■ **PASSAGE FOR REVIEW**:
__________

ROANOKE TIMES

                         Roanoke Times
                 Copyright (c) 1995, Landmark Communications, Inc.

DATE: SUNDAY, January 15, 1995                   TAG: 9501160021
SECTION: EXTRA                    PAGE: 1   EDITION: METRO 
SOURCE: CODY LOWE
DATELINE:                                 LENGTH: Medium


AMID DEATH WE MAY FIND A REMINDER TO TREASURE LIFE

It is the season of beginnings. Untested resolutions. New challenges. Fresh perspectives.

But, as is always true of the cycles of life, beginnings follow endings. For me, this season I've been unable to avoid dwelling on conclusions, on death.

In the week after Christmas, my wife and I joined her sister Carol Oxentine in caring for Carol's husband, Mike.

Some of you may remember Mike as the friend who helped guide me through the rebuilding of my van's engine and the spiritual recharging of my batteries a year and a half ago. And you may remember that Mike was struck by lung cancer last summer.

We'd known for weeks that Mike wasn't going to win this battle, but that didn't make the early morning hours of Dec. 30 any easier to take.

Mike had been a little restless the night before. When he awoke about 4 a.m. he was tired, not rested. Weary of struggling for one more breath, even with the aid of the oxygen mask, he asked to be allowed to drink down an overdose of the morphine he was taking for pain.

He was ready to die, though he was only 47 years old. He'd seen both his children married, celebrated the first Christmas with his first grandchild. Everything he could take care of for his wife, he'd taken care of.

Two hours later, Mike was relaxed, calm, peaceful, though he'd had only his regular dose of morphine. His breathing became irregular. Carol and his children told him in words that could never convey the emotion they really felt that they loved him.

In a sublimely beautiful but crushingly tragic act of selfless love, they told him it was OK to go - even when they didn't believe it was OK.

__________

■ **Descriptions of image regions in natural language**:
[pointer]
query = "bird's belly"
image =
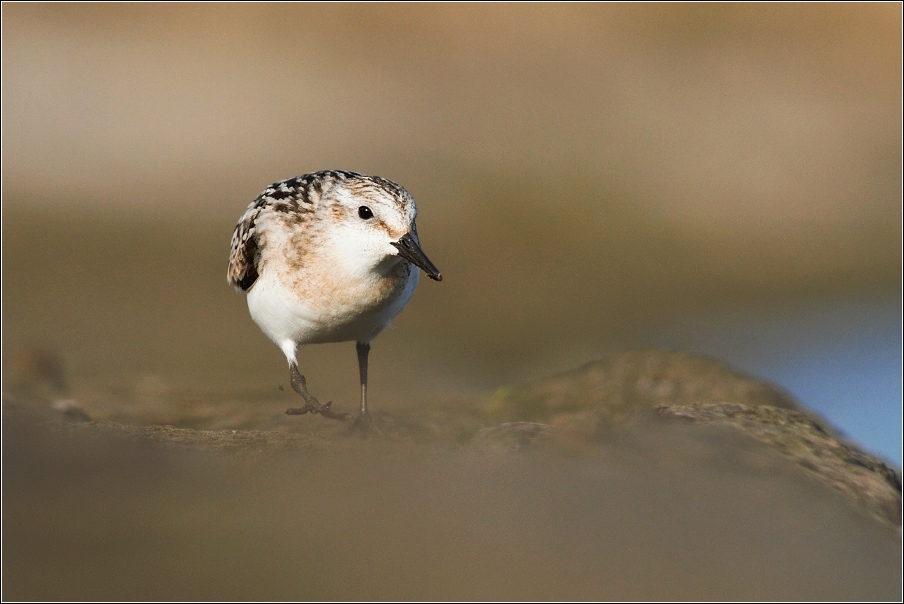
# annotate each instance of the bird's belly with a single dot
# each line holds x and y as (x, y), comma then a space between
(308, 313)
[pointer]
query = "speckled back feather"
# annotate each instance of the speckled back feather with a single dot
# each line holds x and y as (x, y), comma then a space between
(299, 196)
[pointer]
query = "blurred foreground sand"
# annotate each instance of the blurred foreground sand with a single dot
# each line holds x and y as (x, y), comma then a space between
(605, 501)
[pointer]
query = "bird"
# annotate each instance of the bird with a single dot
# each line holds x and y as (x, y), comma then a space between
(329, 256)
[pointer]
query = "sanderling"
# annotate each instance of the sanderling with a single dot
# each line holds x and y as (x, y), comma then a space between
(324, 257)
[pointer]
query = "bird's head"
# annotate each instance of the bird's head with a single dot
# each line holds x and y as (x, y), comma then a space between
(373, 220)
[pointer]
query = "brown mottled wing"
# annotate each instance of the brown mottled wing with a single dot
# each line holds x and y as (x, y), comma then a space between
(297, 195)
(242, 271)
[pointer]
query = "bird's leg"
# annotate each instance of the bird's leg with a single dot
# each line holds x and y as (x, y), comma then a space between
(363, 419)
(300, 386)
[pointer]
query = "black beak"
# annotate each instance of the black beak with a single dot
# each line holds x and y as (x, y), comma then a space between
(411, 251)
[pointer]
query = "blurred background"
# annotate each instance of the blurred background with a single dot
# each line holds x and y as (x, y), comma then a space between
(590, 178)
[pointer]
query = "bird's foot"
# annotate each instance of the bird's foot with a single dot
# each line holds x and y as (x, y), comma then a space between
(311, 405)
(314, 406)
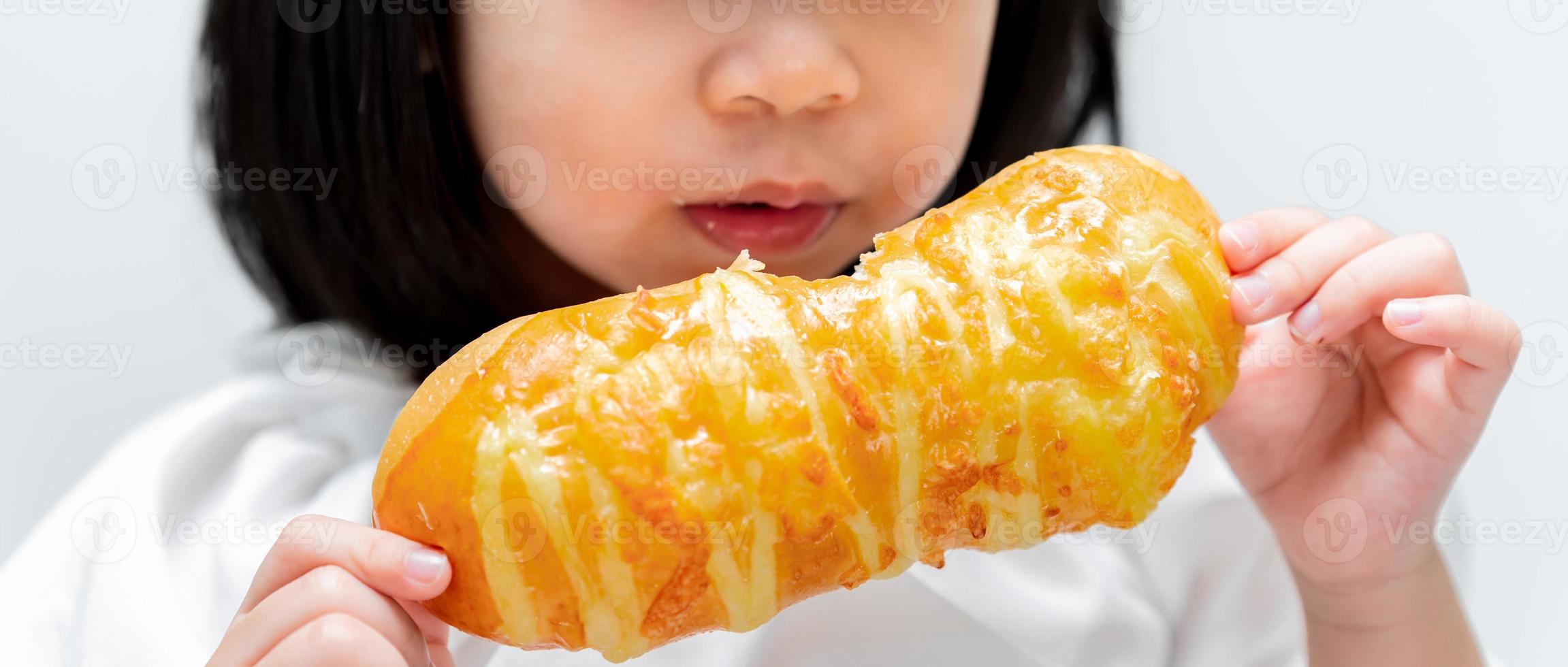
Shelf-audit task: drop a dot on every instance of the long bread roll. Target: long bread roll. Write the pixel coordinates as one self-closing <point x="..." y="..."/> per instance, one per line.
<point x="1026" y="361"/>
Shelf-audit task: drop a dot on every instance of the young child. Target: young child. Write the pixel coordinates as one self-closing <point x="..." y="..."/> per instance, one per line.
<point x="494" y="163"/>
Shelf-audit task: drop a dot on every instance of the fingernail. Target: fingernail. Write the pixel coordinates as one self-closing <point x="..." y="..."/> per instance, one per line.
<point x="1253" y="290"/>
<point x="1305" y="321"/>
<point x="1403" y="312"/>
<point x="423" y="566"/>
<point x="1244" y="235"/>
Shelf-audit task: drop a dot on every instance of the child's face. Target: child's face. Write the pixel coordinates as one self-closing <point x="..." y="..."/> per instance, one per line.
<point x="645" y="121"/>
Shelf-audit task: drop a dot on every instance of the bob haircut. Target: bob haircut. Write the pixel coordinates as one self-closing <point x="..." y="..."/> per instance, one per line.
<point x="406" y="248"/>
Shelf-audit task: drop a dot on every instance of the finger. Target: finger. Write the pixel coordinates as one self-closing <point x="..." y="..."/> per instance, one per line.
<point x="435" y="632"/>
<point x="1286" y="280"/>
<point x="1482" y="342"/>
<point x="334" y="639"/>
<point x="328" y="589"/>
<point x="391" y="564"/>
<point x="1407" y="267"/>
<point x="1256" y="237"/>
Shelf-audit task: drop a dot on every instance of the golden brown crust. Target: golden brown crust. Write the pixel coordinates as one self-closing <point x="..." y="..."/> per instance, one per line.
<point x="1026" y="361"/>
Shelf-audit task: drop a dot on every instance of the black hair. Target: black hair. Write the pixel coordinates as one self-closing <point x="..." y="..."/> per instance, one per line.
<point x="405" y="248"/>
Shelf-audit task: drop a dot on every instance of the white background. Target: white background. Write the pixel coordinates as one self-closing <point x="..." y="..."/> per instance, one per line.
<point x="1238" y="95"/>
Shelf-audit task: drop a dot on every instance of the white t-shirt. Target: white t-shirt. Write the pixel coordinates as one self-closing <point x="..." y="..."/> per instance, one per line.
<point x="146" y="559"/>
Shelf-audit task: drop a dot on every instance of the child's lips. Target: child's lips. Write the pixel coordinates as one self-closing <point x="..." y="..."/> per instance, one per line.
<point x="763" y="229"/>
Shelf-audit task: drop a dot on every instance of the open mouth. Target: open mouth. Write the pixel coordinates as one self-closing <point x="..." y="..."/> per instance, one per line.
<point x="764" y="229"/>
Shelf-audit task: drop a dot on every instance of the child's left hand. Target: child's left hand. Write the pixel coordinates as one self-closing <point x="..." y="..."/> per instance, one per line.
<point x="1343" y="453"/>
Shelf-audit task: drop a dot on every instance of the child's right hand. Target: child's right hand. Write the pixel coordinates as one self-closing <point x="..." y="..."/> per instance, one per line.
<point x="336" y="592"/>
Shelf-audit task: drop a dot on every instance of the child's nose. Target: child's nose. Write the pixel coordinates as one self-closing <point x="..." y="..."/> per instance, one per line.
<point x="780" y="69"/>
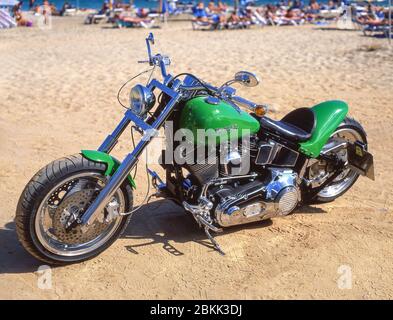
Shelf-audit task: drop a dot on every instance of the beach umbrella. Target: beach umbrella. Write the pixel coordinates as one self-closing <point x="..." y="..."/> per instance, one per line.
<point x="390" y="21"/>
<point x="8" y="3"/>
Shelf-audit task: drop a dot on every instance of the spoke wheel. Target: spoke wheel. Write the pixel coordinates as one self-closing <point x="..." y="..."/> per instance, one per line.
<point x="351" y="131"/>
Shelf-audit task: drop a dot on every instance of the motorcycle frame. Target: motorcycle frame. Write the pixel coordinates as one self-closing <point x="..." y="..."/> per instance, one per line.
<point x="149" y="132"/>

__________

■ **THE TASK**: Repeat the passage of the newspaper column word for word, starting at "He was ready" and ending at "believe it was OK.".

■ **EXERCISE SOLUTION**:
He was ready to die, though he was only 47 years old. He'd seen both his children married, celebrated the first Christmas with his first grandchild. Everything he could take care of for his wife, he'd taken care of.

Two hours later, Mike was relaxed, calm, peaceful, though he'd had only his regular dose of morphine. His breathing became irregular. Carol and his children told him in words that could never convey the emotion they really felt that they loved him.

In a sublimely beautiful but crushingly tragic act of selfless love, they told him it was OK to go - even when they didn't believe it was OK.